Look through the data that follows and copy each line with the string "instance".

----------------

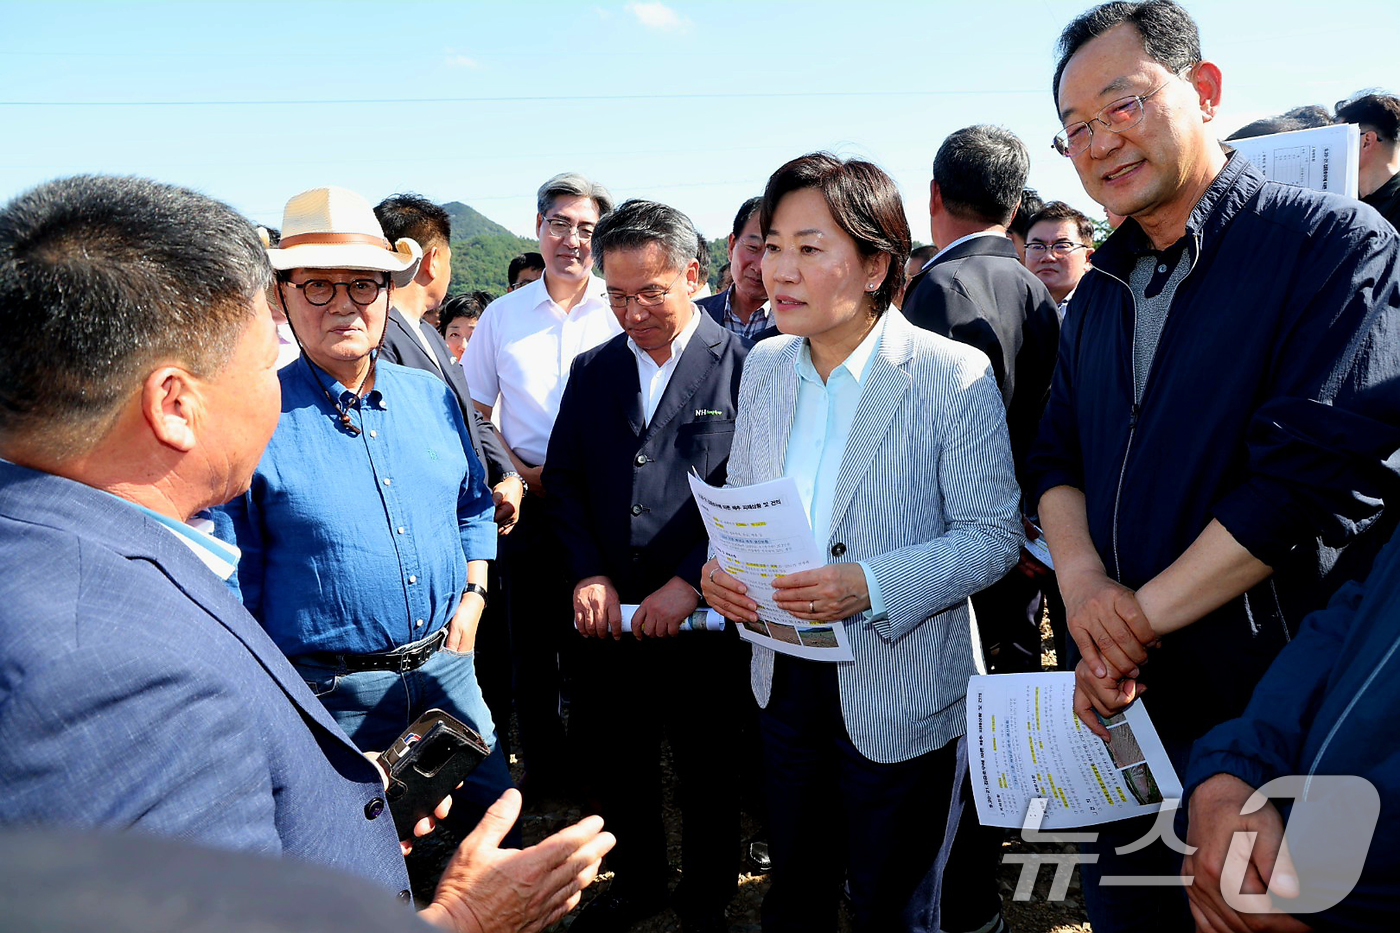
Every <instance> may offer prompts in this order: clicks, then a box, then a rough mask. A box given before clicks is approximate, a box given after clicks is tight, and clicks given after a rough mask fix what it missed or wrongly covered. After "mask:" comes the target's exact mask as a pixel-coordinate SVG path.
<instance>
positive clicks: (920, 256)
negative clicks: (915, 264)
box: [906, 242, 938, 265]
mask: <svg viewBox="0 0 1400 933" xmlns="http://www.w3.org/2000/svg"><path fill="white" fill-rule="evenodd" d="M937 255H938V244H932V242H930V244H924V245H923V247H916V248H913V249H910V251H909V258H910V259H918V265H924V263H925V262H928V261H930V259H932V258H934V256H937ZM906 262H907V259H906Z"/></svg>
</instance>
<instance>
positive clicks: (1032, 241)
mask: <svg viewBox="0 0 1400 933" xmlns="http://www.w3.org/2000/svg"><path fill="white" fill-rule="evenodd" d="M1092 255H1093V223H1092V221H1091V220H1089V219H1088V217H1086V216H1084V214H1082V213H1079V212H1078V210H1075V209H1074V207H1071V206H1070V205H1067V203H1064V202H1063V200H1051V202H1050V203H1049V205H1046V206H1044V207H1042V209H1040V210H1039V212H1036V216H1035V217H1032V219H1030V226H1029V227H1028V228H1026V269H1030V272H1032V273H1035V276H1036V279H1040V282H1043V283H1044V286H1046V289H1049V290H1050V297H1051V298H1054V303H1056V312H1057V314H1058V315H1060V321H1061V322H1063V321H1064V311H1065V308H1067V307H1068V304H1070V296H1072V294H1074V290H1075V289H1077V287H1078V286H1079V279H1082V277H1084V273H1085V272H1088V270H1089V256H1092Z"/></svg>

----------------

** Answer to this problem **
Every <instance> may offer prompts in this order: clicks, then a box, then a rough mask. A box given before clicks is approximate, a box given after clicks is tight, and clicks given after a rough mask fix what it missed or wrongly covered. After "mask:" comes the target's exact mask as a pixel-coordinate SVG path.
<instance>
</instance>
<instance>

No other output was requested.